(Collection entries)
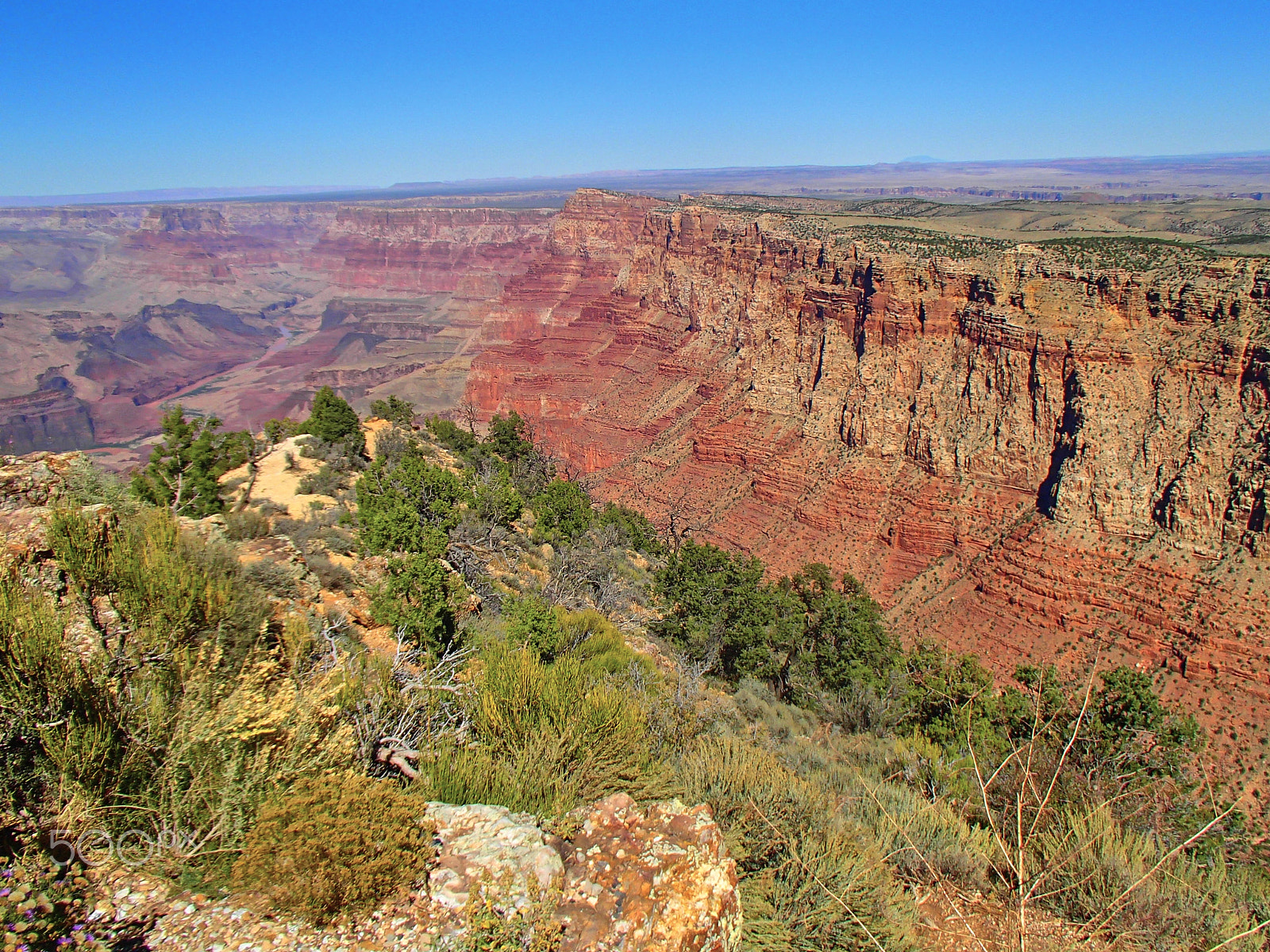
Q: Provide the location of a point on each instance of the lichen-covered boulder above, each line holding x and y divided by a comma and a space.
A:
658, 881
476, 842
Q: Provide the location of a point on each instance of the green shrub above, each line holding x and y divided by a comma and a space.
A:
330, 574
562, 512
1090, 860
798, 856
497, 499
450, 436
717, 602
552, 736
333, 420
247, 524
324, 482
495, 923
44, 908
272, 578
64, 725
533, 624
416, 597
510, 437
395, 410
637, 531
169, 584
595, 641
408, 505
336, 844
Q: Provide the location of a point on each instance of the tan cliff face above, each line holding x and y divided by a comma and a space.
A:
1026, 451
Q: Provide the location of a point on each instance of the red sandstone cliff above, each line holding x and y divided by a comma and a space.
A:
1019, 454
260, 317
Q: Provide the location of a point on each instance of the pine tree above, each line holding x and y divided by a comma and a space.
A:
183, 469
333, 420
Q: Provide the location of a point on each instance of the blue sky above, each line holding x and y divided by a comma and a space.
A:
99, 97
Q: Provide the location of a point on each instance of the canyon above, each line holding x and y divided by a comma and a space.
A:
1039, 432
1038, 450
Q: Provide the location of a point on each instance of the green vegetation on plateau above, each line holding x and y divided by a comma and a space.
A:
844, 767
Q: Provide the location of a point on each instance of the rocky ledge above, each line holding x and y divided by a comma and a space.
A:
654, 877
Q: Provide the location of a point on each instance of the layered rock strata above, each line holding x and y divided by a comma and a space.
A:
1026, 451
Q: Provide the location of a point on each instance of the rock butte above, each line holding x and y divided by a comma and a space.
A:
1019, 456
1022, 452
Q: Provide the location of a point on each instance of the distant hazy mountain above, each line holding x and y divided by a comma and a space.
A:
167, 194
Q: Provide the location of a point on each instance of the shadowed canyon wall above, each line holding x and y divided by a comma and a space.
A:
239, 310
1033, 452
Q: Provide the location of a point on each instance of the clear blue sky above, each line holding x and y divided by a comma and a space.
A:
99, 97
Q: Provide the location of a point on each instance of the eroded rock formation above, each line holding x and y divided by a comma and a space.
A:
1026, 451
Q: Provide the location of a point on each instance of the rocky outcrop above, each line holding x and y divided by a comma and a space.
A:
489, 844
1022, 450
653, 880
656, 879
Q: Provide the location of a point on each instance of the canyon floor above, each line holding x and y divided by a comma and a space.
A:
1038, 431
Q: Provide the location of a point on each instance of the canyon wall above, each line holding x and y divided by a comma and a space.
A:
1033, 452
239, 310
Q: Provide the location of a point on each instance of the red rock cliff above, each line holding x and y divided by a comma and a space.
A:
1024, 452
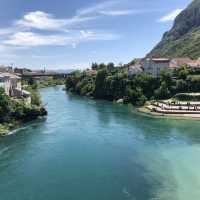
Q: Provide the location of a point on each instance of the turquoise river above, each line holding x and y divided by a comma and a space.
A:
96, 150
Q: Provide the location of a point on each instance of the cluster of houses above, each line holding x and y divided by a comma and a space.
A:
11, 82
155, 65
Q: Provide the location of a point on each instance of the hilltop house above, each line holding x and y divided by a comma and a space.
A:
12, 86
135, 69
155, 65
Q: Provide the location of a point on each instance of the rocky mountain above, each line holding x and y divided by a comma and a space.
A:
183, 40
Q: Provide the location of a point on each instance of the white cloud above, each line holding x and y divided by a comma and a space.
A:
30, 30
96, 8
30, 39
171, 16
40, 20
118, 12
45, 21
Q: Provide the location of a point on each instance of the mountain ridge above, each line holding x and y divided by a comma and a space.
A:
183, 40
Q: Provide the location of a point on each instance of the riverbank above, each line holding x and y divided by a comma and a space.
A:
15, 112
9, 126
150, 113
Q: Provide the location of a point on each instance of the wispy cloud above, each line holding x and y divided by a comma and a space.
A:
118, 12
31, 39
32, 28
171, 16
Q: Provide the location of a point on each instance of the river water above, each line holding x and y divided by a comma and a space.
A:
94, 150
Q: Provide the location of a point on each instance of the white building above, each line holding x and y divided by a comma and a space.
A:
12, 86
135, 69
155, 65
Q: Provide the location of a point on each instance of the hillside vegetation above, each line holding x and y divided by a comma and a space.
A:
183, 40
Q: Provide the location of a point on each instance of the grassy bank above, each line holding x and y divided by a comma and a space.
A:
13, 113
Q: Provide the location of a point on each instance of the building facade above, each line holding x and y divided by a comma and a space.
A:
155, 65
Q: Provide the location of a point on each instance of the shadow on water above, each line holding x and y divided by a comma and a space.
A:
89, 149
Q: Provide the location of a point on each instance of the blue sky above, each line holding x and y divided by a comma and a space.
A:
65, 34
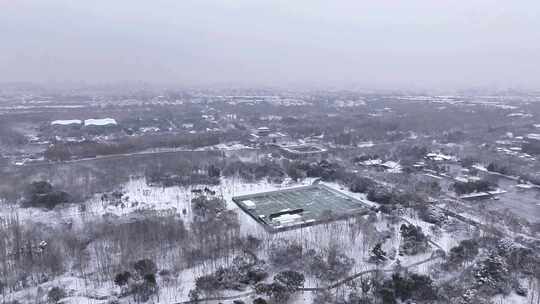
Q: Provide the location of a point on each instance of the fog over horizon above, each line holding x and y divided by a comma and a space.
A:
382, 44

> STATED PROBLEM: Lay out the records from the line containing "of the hillside" through the end of the records, inclusive, as a Markdown table with the columns "Row" and "Line", skipping blank lines. Leave the pictures out of the table.

> EXERCISE OUTPUT:
| Row | Line |
|---|---|
| 1 | Q: Provide the location of a point on each instance of the hillside vegetation above, each line holding x and y divided by a comma and a space. |
| 2 | A: |
| 3 | 183, 40 |
| 4 | Q: Provide the location of a point on each instance of the grassy bank above, each line holding x and y divided by a comma and a space. |
| 5 | A: |
| 6 | 13, 113 |
| 7 | Q: Provide the location of a point on each instance of the building facade above, each line holding x and y divided by a comma and a space. |
| 8 | A: |
| 9 | 155, 65 |
| 10 | Q: Provide the location of a point on each instance of the shadow on water above, each line holding x and y divided by a comma and a space. |
| 11 | A: |
| 12 | 89, 149 |
| 13 | Q: Provide the location of a point on each instance of the blue sky above, each line holding x and y divided by a comma and a space. |
| 14 | A: |
| 15 | 65, 34 |
| 16 | Q: Provide the location of a point on each instance of the fog over horizon above, each line holding x and y divided by a comma and a space. |
| 17 | A: |
| 18 | 382, 44 |